Document text:
§ §
The trends of seasonal ET_a between 2001 and 2018 are spatially heterogeneous over the TP (Fig. 6). Decreasing trends in spring and summer are generally at a rate between −2.5 and −7.5 mm yr⁻¹, and increasing trends are generally at a rate below 5.0 and 7.5 mm yr⁻¹ in spring and summer, respectively. Areas showing decreasing ET_a tend to become larger in autumn and winter seasons. Both the decreasing and increasing trends are subdued in autumn and winter compared with that in the spring and summer seasons. Decreasing rates of ET_a in autumn and winter are generally below −2.5 mm yr⁻¹, and only a few areas have a rate larger than −2.5 mm yr⁻¹.

Figure 6 Spatial distributions of seasonal ET_a linear trends on the TP from 2001 to 2018: (a) annual, (b) spring, (c) summer, (d) autumn, (e) winter. The stippling indicates the trends that pass the t test (p<0.05).
§ §
Data extract:

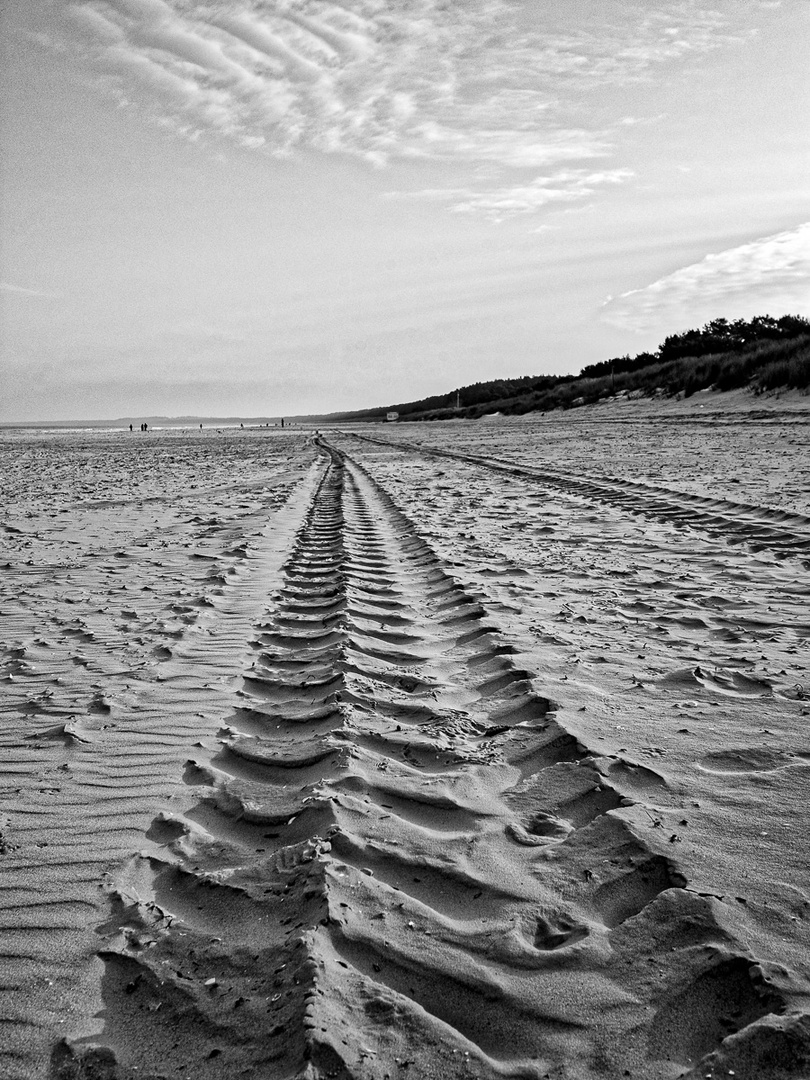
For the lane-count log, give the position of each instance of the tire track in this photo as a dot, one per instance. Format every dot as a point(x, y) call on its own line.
point(96, 716)
point(785, 534)
point(400, 858)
§ §
Can you quote the passage on seasonal ET_a trends from "The trends of" to "larger than −2.5 mm yr⁻¹."? Base your answers on the passage about seasonal ET_a trends only, not on the lines.

The result:
The trends of seasonal ET_a between 2001 and 2018 are spatially heterogeneous over the TP (Fig. 6). Decreasing trends in spring and summer are generally at a rate between −2.5 and −7.5 mm yr⁻¹, and increasing trends are generally at a rate below 5.0 and 7.5 mm yr⁻¹ in spring and summer, respectively. Areas showing decreasing ET_a tend to become larger in autumn and winter seasons. Both the decreasing and increasing trends are subdued in autumn and winter compared with that in the spring and summer seasons. Decreasing rates of ET_a in autumn and winter are generally below −2.5 mm yr⁻¹, and only a few areas have a rate larger than −2.5 mm yr⁻¹.